### [Tasks and exercises]
A. Return the part of the fast fashion article that opens with the words containing "Published on 31" and closes with "moment in fashion.".
B. According to the fast fashion article, how many micro seasons a year does fast fashion have?

### [Source excerpt]

####################

What is Fast Fashion? Everything to Know

Published on 31 January 2020
by ASI Team
Category: Sustainability

Whether it’s Gucci pledging to become carbon neutral, outrage over high fashion brands burning unsold stock or extinction rebellion protesting London fashion week, sustainability is THE topic of the moment in fashion.

Fast Fashion

There has been a clear shift in consumer trends and buying behaviour, with millennials leading the way. Customers are making more conscious decisions when it comes to sustainability, ethical production and shopping with purpose, placing increasing pressure on brands to do better.  

Firstly, in order to understand why ethical fashion is a topic of conversation and action, we need to understand its antithesis, fast fashion. 

 


WHAT IS FAST FASHION?

Fast fashion is defined as ‘an approach to the design, creation, and marketing of clothing fashions that emphasises making fashion trends quickly and cheaply available to consumers’. 

Traditionally designers created garments on a two-season a year basis. Autumn/Winter and Spring Summer. This allows for the designed to bring to life new styles and trends and allows consumers the time to warm up to it. In contrast, fast fashion has 52 micro seasons a year and it’s not uncommon to have multiple new drops of clothing per week.

####################

Location annotation dataset excerpts
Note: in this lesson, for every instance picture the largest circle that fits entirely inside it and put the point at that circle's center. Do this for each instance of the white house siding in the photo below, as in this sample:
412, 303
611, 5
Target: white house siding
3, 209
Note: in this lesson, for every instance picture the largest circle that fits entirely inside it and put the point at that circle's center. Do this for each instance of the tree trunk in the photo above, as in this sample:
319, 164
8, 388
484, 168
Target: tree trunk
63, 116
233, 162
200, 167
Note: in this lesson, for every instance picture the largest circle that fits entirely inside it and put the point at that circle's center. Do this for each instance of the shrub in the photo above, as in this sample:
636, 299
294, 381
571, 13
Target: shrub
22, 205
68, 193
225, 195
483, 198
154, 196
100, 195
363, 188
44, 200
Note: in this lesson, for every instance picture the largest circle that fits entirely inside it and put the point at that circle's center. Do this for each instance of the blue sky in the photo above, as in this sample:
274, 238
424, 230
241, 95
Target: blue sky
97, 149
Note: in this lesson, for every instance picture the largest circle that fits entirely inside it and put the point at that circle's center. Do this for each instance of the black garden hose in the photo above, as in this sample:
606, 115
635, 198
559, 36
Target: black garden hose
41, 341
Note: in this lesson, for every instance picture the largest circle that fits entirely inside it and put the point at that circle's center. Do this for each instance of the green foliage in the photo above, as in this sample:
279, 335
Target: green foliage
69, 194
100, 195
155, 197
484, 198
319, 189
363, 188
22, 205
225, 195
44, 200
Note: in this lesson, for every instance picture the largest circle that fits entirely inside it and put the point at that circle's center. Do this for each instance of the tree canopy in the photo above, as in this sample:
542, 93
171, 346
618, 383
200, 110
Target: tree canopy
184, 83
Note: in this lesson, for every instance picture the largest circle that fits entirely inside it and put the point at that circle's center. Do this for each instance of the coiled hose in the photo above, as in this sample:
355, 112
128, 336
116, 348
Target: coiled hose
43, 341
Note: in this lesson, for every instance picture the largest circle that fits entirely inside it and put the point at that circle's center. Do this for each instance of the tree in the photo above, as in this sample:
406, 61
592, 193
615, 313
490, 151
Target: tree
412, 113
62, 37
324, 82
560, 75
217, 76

####################

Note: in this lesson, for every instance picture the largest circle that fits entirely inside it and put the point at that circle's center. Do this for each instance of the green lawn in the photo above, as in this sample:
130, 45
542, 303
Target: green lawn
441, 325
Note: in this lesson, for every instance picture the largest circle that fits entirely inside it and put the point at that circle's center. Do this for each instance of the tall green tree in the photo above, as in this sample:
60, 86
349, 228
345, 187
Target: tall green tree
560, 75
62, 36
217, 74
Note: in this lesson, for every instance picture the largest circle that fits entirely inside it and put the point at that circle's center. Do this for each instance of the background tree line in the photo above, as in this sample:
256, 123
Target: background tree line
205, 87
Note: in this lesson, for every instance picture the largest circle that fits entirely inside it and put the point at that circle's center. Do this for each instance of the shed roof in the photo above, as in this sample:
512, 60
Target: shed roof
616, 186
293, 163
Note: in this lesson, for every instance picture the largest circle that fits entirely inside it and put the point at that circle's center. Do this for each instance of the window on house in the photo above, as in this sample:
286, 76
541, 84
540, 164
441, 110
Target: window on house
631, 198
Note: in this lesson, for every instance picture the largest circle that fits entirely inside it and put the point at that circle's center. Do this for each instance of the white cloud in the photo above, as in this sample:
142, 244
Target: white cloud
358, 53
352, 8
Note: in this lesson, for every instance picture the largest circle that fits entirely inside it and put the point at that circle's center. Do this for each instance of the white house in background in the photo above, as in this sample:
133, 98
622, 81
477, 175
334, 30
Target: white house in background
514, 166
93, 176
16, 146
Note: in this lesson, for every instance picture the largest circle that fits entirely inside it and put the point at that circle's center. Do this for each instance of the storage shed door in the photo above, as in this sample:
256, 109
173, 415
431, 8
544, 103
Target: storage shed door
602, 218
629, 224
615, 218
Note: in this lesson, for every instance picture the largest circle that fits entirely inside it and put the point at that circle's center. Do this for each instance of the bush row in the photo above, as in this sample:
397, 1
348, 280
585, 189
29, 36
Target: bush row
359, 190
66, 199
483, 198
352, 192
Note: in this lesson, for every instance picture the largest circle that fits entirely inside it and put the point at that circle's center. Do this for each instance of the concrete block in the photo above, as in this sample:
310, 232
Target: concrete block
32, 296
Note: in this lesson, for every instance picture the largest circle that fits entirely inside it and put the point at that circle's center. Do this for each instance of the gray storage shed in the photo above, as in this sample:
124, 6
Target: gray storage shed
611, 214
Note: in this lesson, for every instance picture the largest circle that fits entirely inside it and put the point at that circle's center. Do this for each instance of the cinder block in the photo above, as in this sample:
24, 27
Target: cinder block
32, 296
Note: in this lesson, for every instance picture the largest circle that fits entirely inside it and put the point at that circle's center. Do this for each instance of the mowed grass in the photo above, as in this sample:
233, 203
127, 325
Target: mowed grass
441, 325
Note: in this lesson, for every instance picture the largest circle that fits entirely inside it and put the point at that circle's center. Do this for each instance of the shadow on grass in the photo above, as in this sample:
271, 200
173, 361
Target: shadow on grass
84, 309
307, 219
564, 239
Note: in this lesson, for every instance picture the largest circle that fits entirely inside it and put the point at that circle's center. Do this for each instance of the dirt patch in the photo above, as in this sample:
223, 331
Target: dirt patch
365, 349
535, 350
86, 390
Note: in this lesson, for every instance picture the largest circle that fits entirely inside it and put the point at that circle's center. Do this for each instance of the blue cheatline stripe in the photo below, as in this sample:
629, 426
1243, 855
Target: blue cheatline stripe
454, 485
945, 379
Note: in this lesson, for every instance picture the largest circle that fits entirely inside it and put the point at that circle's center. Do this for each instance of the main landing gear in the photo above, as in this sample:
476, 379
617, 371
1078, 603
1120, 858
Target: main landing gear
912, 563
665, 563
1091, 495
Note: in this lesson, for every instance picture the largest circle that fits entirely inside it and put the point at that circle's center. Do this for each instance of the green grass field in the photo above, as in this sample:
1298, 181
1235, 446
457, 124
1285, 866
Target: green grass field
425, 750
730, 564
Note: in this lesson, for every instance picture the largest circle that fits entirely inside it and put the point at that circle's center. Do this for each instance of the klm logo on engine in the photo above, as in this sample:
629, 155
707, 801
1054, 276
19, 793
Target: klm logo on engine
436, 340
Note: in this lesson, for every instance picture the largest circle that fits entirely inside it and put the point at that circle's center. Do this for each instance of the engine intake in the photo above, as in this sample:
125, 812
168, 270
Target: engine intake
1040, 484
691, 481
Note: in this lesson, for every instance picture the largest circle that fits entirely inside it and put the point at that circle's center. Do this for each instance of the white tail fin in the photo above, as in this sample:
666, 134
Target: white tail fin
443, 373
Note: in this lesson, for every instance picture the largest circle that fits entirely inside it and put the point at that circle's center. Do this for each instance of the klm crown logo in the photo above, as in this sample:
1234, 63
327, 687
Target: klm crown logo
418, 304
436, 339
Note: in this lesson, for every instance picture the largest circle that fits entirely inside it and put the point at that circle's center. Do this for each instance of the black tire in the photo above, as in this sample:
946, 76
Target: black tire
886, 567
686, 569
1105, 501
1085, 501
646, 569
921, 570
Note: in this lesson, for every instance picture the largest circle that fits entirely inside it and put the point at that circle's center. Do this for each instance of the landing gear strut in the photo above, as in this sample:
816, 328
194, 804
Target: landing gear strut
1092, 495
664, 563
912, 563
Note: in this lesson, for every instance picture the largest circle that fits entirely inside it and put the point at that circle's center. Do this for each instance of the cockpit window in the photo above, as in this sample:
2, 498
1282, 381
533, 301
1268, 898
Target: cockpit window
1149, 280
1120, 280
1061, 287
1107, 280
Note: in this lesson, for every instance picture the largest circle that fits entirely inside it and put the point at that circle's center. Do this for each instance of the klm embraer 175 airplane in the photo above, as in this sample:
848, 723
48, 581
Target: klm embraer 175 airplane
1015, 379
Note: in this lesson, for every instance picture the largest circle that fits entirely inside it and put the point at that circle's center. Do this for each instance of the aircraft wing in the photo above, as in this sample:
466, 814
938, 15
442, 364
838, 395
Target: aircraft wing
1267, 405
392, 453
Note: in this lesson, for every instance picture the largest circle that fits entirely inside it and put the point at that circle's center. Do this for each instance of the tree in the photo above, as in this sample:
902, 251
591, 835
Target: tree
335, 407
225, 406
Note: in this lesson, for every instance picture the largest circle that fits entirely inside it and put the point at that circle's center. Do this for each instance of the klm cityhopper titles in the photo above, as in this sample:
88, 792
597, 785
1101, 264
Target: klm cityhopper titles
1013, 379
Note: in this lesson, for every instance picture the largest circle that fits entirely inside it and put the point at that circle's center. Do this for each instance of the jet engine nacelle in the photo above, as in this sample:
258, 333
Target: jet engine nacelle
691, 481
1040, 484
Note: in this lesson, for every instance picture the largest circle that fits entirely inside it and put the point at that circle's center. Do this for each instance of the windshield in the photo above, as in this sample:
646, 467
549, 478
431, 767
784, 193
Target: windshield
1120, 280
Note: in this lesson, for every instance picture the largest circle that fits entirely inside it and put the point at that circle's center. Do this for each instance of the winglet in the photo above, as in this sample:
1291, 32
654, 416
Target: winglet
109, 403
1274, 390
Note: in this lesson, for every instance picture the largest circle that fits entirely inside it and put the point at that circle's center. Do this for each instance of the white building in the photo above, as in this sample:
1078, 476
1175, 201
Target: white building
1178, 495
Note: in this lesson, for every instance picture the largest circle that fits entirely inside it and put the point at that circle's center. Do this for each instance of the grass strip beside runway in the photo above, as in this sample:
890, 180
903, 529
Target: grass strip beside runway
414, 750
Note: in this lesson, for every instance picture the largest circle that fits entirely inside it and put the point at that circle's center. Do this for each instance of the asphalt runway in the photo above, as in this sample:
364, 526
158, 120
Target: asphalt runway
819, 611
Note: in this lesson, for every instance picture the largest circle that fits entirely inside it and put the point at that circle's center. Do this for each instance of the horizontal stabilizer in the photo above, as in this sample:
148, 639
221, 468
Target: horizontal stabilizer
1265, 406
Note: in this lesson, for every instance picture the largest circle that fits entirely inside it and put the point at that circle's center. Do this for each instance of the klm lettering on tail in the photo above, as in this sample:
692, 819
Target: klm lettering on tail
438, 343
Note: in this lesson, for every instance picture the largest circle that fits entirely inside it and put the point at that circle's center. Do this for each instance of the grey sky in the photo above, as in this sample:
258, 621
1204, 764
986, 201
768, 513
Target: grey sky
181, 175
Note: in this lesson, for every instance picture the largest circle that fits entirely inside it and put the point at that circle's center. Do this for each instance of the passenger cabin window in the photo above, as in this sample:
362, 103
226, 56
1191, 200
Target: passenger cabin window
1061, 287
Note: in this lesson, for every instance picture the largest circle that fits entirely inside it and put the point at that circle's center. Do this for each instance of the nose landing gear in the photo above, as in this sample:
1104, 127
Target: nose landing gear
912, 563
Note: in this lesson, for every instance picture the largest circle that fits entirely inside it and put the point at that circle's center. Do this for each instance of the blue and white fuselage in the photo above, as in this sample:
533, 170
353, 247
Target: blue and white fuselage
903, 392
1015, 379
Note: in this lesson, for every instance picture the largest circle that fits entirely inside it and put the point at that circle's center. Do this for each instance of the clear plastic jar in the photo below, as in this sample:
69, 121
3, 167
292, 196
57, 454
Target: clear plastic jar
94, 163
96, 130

####################

### [Expected responses]
A.
Published on 31 January 2020
by ASI Team
Category: Sustainability

Whether it’s Gucci pledging to become carbon neutral, outrage over high fashion brands burning unsold stock or extinction rebellion protesting London fashion week, sustainability is THE topic of the moment in fashion.

B. 52